REQUEST: Could you rewrite the rows below with every "sample" changed to "template" and everything else left unchanged? Leave the pictures out of your answer.

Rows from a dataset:
↓↓↓
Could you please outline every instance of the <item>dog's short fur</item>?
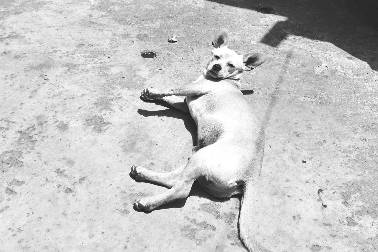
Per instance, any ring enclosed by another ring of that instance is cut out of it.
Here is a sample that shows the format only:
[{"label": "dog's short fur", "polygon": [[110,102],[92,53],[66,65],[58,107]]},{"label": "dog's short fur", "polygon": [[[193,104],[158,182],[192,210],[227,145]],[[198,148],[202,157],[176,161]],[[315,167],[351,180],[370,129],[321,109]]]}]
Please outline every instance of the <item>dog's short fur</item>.
[{"label": "dog's short fur", "polygon": [[195,152],[187,164],[168,173],[133,165],[131,173],[136,179],[170,188],[164,193],[138,199],[134,206],[151,211],[186,198],[195,180],[217,197],[243,194],[239,219],[240,238],[248,251],[267,251],[255,241],[251,230],[264,152],[263,131],[239,90],[239,80],[243,71],[262,64],[266,56],[260,53],[239,55],[228,45],[227,31],[221,29],[214,36],[207,66],[197,81],[165,92],[154,89],[142,91],[144,100],[160,99],[190,112],[197,124],[198,145],[193,147]]}]

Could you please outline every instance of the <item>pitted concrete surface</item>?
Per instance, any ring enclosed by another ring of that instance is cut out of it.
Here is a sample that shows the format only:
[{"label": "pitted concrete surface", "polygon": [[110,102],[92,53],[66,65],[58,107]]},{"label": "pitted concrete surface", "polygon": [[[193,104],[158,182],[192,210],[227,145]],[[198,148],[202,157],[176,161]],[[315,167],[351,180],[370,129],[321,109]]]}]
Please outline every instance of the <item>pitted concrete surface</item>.
[{"label": "pitted concrete surface", "polygon": [[138,212],[167,189],[129,174],[190,156],[190,116],[139,94],[195,80],[225,27],[231,49],[268,55],[242,80],[266,124],[257,239],[378,251],[376,4],[218,2],[0,2],[0,250],[245,251],[239,198],[195,185]]}]

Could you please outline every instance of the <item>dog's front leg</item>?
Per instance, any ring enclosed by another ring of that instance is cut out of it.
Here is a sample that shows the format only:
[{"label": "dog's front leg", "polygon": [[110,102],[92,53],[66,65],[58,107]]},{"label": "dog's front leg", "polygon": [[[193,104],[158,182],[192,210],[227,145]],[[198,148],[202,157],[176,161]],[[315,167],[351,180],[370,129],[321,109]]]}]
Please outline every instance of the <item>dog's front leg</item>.
[{"label": "dog's front leg", "polygon": [[145,101],[156,100],[164,101],[175,109],[189,113],[189,109],[185,100],[175,95],[166,96],[157,90],[151,88],[143,89],[141,92],[141,97]]},{"label": "dog's front leg", "polygon": [[152,88],[145,89],[141,92],[141,96],[143,100],[164,100],[164,97],[173,95],[192,96],[204,95],[216,88],[216,86],[211,82],[192,82],[182,87],[169,89],[163,92]]}]

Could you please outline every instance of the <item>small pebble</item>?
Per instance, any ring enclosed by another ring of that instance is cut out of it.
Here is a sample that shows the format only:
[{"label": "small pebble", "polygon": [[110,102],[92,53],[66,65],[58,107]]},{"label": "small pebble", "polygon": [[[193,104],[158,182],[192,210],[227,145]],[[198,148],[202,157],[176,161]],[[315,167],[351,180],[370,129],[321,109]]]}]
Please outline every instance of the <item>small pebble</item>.
[{"label": "small pebble", "polygon": [[168,42],[169,43],[175,43],[177,42],[177,37],[173,36],[168,39]]}]

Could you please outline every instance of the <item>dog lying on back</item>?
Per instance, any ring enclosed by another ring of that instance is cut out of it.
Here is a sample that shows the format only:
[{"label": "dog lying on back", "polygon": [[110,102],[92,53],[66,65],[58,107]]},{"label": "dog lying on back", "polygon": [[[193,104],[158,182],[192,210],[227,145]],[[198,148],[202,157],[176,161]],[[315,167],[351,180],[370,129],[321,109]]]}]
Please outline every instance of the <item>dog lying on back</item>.
[{"label": "dog lying on back", "polygon": [[[240,235],[250,252],[267,251],[255,240],[253,207],[264,153],[263,130],[253,110],[240,91],[239,78],[266,59],[263,53],[239,55],[228,48],[226,30],[215,34],[209,62],[195,82],[161,92],[146,89],[145,100],[162,100],[190,112],[198,129],[197,145],[187,163],[167,173],[133,165],[136,179],[163,185],[170,189],[160,194],[137,199],[135,207],[151,211],[163,204],[187,197],[197,180],[211,194],[229,198],[243,194],[239,218]],[[185,99],[176,95],[184,96]]]}]

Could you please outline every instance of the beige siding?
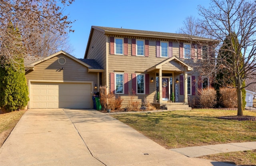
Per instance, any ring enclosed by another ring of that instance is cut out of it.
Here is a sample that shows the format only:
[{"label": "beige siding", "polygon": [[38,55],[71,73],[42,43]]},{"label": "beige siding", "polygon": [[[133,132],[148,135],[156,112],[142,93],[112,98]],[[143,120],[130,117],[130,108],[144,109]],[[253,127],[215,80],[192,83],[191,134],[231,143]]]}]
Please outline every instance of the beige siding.
[{"label": "beige siding", "polygon": [[[109,47],[109,38],[107,47]],[[110,55],[109,51],[107,53],[108,56],[108,73],[112,72],[123,72],[128,74],[128,89],[129,92],[131,91],[132,89],[132,74],[136,73],[147,73],[146,71],[149,68],[155,65],[166,60],[168,58],[156,57],[156,40],[149,40],[149,57],[140,57],[132,56],[132,38],[128,40],[128,55]],[[179,46],[178,43],[173,42],[173,55],[179,57]],[[171,68],[170,67],[171,67]],[[174,61],[172,61],[170,63],[164,65],[163,70],[180,71],[181,70],[180,63]],[[184,69],[183,69],[184,71]],[[153,77],[155,81],[155,73],[149,73],[149,79]],[[175,74],[174,74],[175,75]],[[178,75],[177,75],[178,76]],[[108,77],[110,80],[110,75],[108,74]],[[176,77],[175,77],[175,80]],[[178,78],[178,77],[177,77]],[[179,79],[179,77],[178,78]],[[109,86],[110,83],[108,83]],[[149,95],[136,95],[135,97],[135,100],[140,103],[140,105],[144,100],[144,98],[146,97],[147,101],[150,102],[156,102],[156,83],[150,82],[150,94]],[[121,98],[124,99],[122,105],[123,107],[125,107],[128,104],[129,95],[121,95]],[[184,98],[184,96],[181,96],[180,98]],[[183,101],[183,99],[182,101]]]},{"label": "beige siding", "polygon": [[[58,62],[60,57],[64,57],[66,62],[61,65]],[[63,70],[60,67],[64,67]],[[34,71],[30,70],[26,73],[27,81],[28,80],[56,80],[61,81],[93,81],[97,84],[97,73],[88,73],[86,66],[74,61],[64,54],[60,54],[38,64]]]},{"label": "beige siding", "polygon": [[[87,59],[95,59],[103,69],[106,69],[107,68],[106,51],[108,49],[106,47],[107,37],[103,32],[95,29],[91,35],[90,45],[88,45]],[[106,83],[106,72],[104,70],[103,73],[103,83],[105,85]]]}]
↑↑↑
THE RESPONSE:
Could you please outline every instance of the <item>dog's short fur</item>?
Per instance, any ring enclosed by another ring of that instance is cut out of it.
Here is a template that shows the format only:
[{"label": "dog's short fur", "polygon": [[110,102],[92,53],[66,65],[58,107]]},{"label": "dog's short fur", "polygon": [[[193,104],[158,182],[192,210],[227,145]],[[198,148],[202,157],[176,161]],[[315,167],[351,180],[370,129],[321,109]]]}]
Please outline every instance of the <item>dog's short fur</item>.
[{"label": "dog's short fur", "polygon": [[195,152],[187,164],[168,173],[133,165],[131,173],[136,179],[170,188],[164,193],[138,199],[134,206],[151,211],[186,198],[195,180],[217,197],[243,194],[239,219],[240,238],[248,251],[267,251],[255,241],[251,230],[264,152],[263,131],[239,90],[239,80],[243,71],[262,64],[266,56],[260,53],[239,55],[228,45],[227,31],[221,29],[214,36],[207,66],[197,81],[165,92],[154,89],[142,91],[144,100],[160,99],[190,112],[197,124],[198,145],[193,147]]}]

Could you please outline every instance of the <item>pitted concrete surface</item>?
Per instance, any ring enclosed by another ring of that instance is cut out of it.
Here is a template that shows the format only:
[{"label": "pitted concrete surface", "polygon": [[110,102],[92,53],[66,65],[58,107]]},{"label": "pitted concrete surface", "polygon": [[[193,104],[158,182],[192,210],[227,145]],[[198,148],[202,157],[176,161]],[[315,167],[351,180],[370,129],[321,109]]]}]
Please outline every instance of the <item>pitted concrete surface</item>.
[{"label": "pitted concrete surface", "polygon": [[138,212],[167,189],[129,174],[190,156],[190,116],[139,94],[195,80],[225,27],[231,49],[268,55],[242,80],[266,124],[257,239],[378,251],[376,4],[218,2],[0,2],[0,250],[245,251],[239,198],[195,185]]}]

Could you please outline every instance of the <item>dog's front leg</item>?
Per instance, any ring enclosed by another ring of that instance is cut out of it.
Here is a template that shows the format only:
[{"label": "dog's front leg", "polygon": [[110,102],[92,53],[66,65],[58,107]]},{"label": "dog's front leg", "polygon": [[[193,104],[158,182],[192,210],[227,145]],[[198,148],[202,157],[176,161]],[[315,167],[351,180],[370,129],[321,109]]]}]
Please outline every instance of the <item>dog's front leg</item>.
[{"label": "dog's front leg", "polygon": [[145,101],[156,100],[164,101],[175,109],[189,113],[189,109],[185,100],[175,95],[166,96],[157,90],[151,88],[143,89],[141,92],[141,97]]},{"label": "dog's front leg", "polygon": [[152,88],[145,89],[141,92],[141,96],[143,100],[164,100],[164,97],[173,95],[192,96],[204,95],[216,88],[216,86],[211,82],[192,82],[182,87],[169,89],[163,92]]}]

Could you please outline every instance of the <item>small pebble</item>?
Per instance, any ring enclosed by another ring of that instance is cut out of it.
Here is a template that shows the format only:
[{"label": "small pebble", "polygon": [[110,102],[92,53],[66,65],[58,107]]},{"label": "small pebble", "polygon": [[[193,104],[158,182],[192,210],[227,145]],[[198,148],[202,157],[176,161]],[[315,167],[351,180],[370,129],[321,109]]]}]
Please outline every instance of the <item>small pebble</item>.
[{"label": "small pebble", "polygon": [[168,42],[169,43],[175,43],[177,42],[177,37],[173,36],[168,39]]}]

Could you please outline every instance of the <item>dog lying on back</item>?
Per instance, any ring enclosed by another ring of that instance is cut out of it.
Here is a template that shows the format only:
[{"label": "dog lying on back", "polygon": [[110,102],[92,53],[66,65],[58,107]]},{"label": "dog lying on back", "polygon": [[[193,104],[158,182],[192,210],[227,145]],[[198,148],[202,157],[176,161]],[[315,167],[351,180],[370,129],[321,109]]]}]
Please outline every instance of the <item>dog lying on back</item>.
[{"label": "dog lying on back", "polygon": [[[240,235],[250,252],[267,251],[255,240],[253,207],[264,153],[263,130],[253,110],[240,91],[239,78],[266,59],[263,53],[239,55],[228,48],[226,30],[215,34],[209,62],[195,82],[161,92],[146,89],[145,100],[162,100],[190,112],[198,129],[197,145],[187,163],[167,173],[133,165],[136,179],[163,185],[170,189],[160,194],[137,199],[135,207],[151,211],[163,204],[187,197],[197,180],[211,194],[229,198],[243,194],[239,218]],[[185,99],[176,95],[184,96]]]}]

Could you please outline every instance of the beige siding?
Per instance, any ring enclosed by another ring of that instance is cut out of it.
Here is a template that shows the format only:
[{"label": "beige siding", "polygon": [[38,55],[71,73],[42,43]]},{"label": "beige siding", "polygon": [[[133,132],[148,135],[156,112],[142,93],[112,98]],[[143,120],[130,117],[130,108],[144,109]],[[253,127],[215,80],[192,83],[191,134],[231,143]]]}]
Please outline every instance of the beige siding.
[{"label": "beige siding", "polygon": [[[109,47],[109,38],[107,47]],[[110,55],[109,51],[107,53],[108,56],[108,73],[112,72],[123,72],[128,74],[128,89],[129,92],[131,91],[132,89],[132,74],[136,73],[147,73],[146,71],[149,68],[155,65],[166,60],[168,58],[156,57],[156,40],[149,40],[149,57],[140,57],[132,56],[132,38],[128,40],[128,55]],[[179,46],[178,43],[173,42],[173,55],[179,57]],[[171,68],[170,67],[171,67]],[[174,61],[172,61],[170,63],[164,65],[163,70],[180,71],[181,70],[180,63]],[[184,69],[183,69],[184,71]],[[153,77],[155,81],[155,73],[149,73],[149,79]],[[175,74],[174,74],[175,75]],[[178,75],[177,75],[178,76]],[[108,77],[110,80],[110,75],[108,74]],[[176,77],[175,77],[175,80]],[[178,78],[178,77],[177,77]],[[179,79],[179,77],[178,78]],[[109,86],[110,83],[108,83]],[[149,95],[136,95],[135,97],[135,100],[140,103],[140,105],[144,100],[144,98],[146,97],[147,101],[150,102],[156,102],[156,83],[150,82],[150,94]],[[121,98],[124,99],[122,105],[123,107],[125,107],[128,104],[129,95],[121,95]],[[184,98],[184,96],[181,96],[180,98]],[[183,101],[183,99],[182,101]]]},{"label": "beige siding", "polygon": [[[58,62],[60,57],[64,57],[66,62],[61,65]],[[63,70],[60,67],[64,67]],[[34,71],[30,70],[26,73],[27,81],[28,80],[56,80],[61,81],[93,81],[97,84],[97,73],[88,73],[86,66],[74,61],[64,54],[60,54],[38,64]]]},{"label": "beige siding", "polygon": [[[87,59],[95,59],[103,69],[106,69],[107,68],[106,51],[108,49],[106,47],[107,37],[103,32],[95,29],[91,35],[90,45],[88,45]],[[106,83],[106,72],[104,70],[103,73],[103,83],[105,85]]]}]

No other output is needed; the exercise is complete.